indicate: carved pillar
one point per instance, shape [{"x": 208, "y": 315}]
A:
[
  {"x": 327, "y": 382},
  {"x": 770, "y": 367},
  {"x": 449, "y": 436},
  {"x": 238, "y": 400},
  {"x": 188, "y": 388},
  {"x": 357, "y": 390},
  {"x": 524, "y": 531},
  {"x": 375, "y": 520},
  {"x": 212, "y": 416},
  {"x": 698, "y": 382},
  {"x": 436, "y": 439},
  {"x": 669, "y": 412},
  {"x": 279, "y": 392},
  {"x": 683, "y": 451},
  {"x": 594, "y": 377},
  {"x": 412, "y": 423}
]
...
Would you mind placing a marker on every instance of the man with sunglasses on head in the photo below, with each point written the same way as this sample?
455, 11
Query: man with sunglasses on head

The problem — From the entries above, work out the number of lines containing the string "with" and give that number by itself.

Response below — 2